• [Aim] Print the listing below line for line, changing nothing.

- - - - - - -

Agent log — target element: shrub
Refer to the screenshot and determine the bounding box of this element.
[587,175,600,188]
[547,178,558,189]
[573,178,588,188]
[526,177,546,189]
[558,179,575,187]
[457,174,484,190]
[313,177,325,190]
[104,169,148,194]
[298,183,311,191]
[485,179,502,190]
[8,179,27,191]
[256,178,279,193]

- - - - - - -

• [Solution to this task]
Agent log — target element: shrub
Refer to the screenshot and determine the bounding box of this element.
[587,175,600,188]
[547,178,558,189]
[573,178,588,188]
[526,177,546,189]
[558,179,575,187]
[457,174,484,190]
[313,177,325,190]
[104,169,148,194]
[298,183,311,191]
[485,179,502,190]
[8,179,27,191]
[256,178,279,193]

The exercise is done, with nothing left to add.